Exercise:
Write the entries below again, precisely as they appear.

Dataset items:
┌────────

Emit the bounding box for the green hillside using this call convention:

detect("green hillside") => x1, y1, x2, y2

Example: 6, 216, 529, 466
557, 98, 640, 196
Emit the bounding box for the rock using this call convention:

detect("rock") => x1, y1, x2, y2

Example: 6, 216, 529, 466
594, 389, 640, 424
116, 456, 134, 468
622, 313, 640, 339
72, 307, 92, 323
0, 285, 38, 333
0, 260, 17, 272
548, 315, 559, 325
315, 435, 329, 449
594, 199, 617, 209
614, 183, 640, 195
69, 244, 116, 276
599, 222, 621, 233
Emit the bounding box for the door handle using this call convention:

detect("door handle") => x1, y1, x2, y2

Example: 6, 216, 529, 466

└────────

Written solution:
Emit the bounding box for the green hillside using this call convention:

detect("green hillside") => x1, y1, x2, y2

Example: 6, 216, 529, 466
557, 98, 640, 196
Emit the bounding box for the rock using this call convention:

detect("rock") => x1, y1, x2, y2

Example: 6, 216, 529, 466
594, 389, 640, 424
116, 456, 134, 468
622, 313, 640, 339
72, 307, 92, 323
0, 285, 38, 333
0, 260, 17, 272
548, 315, 559, 325
315, 435, 329, 449
594, 199, 617, 209
614, 183, 640, 195
69, 244, 116, 276
599, 222, 621, 233
Emit the bounding box for the door handle using this call convention:

detect("door handle") => x1, y1, x2, y2

Example: 6, 216, 529, 466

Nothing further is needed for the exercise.